§ Assignment: In the records below, locate the line containing "Target: white plate", then extract it and all following lines exactly, ending with the last line.
***
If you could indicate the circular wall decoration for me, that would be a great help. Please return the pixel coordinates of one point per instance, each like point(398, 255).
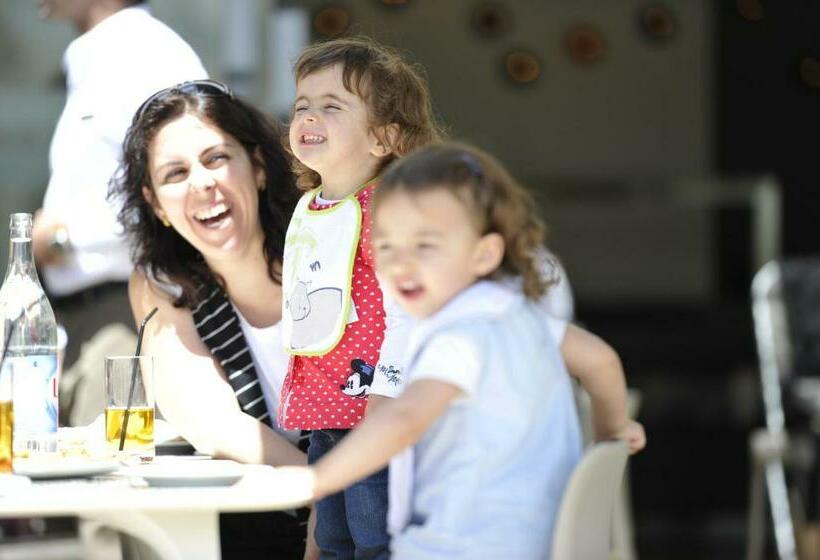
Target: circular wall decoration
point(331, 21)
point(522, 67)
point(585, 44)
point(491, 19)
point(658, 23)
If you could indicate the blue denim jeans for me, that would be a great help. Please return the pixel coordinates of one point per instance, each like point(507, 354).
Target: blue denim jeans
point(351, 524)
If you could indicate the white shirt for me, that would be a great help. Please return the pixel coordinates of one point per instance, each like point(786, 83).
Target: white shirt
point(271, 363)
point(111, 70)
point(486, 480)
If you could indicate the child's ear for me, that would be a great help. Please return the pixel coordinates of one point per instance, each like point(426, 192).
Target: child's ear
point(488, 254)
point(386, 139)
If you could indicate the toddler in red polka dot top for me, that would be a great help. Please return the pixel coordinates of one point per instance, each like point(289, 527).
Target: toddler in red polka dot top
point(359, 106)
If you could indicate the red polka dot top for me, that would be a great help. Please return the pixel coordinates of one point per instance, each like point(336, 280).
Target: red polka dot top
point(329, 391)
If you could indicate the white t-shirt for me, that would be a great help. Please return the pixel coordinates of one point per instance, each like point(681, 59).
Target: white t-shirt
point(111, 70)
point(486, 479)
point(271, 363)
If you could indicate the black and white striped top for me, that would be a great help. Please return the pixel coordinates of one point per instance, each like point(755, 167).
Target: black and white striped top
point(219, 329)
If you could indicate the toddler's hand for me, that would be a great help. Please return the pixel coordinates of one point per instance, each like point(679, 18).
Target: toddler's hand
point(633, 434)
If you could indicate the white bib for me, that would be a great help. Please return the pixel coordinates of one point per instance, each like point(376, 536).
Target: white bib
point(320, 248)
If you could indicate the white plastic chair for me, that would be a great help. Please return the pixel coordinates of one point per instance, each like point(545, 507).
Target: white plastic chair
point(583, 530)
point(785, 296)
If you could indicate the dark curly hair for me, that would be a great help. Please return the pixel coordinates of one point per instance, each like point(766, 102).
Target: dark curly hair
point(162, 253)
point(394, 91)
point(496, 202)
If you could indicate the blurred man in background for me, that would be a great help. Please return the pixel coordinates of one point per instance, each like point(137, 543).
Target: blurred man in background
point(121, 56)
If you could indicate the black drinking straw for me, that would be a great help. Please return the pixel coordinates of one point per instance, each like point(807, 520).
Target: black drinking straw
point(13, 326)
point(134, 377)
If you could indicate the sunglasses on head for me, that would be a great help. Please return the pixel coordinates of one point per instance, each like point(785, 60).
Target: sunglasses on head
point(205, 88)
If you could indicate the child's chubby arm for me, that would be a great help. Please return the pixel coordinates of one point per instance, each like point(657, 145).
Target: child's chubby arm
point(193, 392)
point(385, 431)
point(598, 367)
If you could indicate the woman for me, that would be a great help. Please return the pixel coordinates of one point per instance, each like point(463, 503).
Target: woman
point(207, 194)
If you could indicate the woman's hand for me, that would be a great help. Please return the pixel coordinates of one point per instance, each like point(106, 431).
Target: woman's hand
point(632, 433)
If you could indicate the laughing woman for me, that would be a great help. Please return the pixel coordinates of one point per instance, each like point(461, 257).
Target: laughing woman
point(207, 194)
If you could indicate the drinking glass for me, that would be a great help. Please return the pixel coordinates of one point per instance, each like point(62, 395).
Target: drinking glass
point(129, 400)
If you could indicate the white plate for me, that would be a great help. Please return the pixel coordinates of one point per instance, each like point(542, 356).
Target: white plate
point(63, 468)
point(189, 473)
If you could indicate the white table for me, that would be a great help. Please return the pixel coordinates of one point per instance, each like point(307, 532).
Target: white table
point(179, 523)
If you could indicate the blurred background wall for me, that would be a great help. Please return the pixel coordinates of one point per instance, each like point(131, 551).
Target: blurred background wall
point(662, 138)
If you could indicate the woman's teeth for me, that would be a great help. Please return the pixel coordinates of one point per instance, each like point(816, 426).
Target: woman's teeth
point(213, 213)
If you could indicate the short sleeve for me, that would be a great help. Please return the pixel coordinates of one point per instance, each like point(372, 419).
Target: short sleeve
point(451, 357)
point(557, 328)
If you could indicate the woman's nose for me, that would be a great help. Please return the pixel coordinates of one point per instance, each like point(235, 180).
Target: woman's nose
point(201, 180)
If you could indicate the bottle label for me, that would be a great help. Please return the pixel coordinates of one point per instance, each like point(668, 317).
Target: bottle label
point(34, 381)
***
§ Response to this task:
Target: white plate
point(63, 468)
point(189, 473)
If you could indicate the white table for me, that would be a great help. Please return the pixel coordinates of one point per instance, each like point(307, 532).
Target: white table
point(179, 523)
If you could indicate the blurred background wall for me, that would be a great help. Please return the pixel coordinates of one point per instance, each like point(131, 551).
Target: blurred background wall
point(662, 138)
If you could indicate the woman's teeth for me, that would be a great help. Please return the pixel coordinates of one point per instance, each like point(816, 426).
Target: woman's teeth
point(213, 213)
If you could indicate the short sleeve for me, that would be a great help. Please return the pixel coordinates of one point per instance, each like point(372, 419).
Target: short sleeve
point(451, 357)
point(557, 328)
If you could indicate the woman's nose for me, that would be a great help. Please return the pixel coordinates of one point per instance, each like point(235, 180).
Target: woman's nose
point(201, 180)
If you could indicate the bottle label for me, that would be a great help. Please return the pixel coordinates of one point per instance, each like point(668, 317).
Target: bottle label
point(34, 381)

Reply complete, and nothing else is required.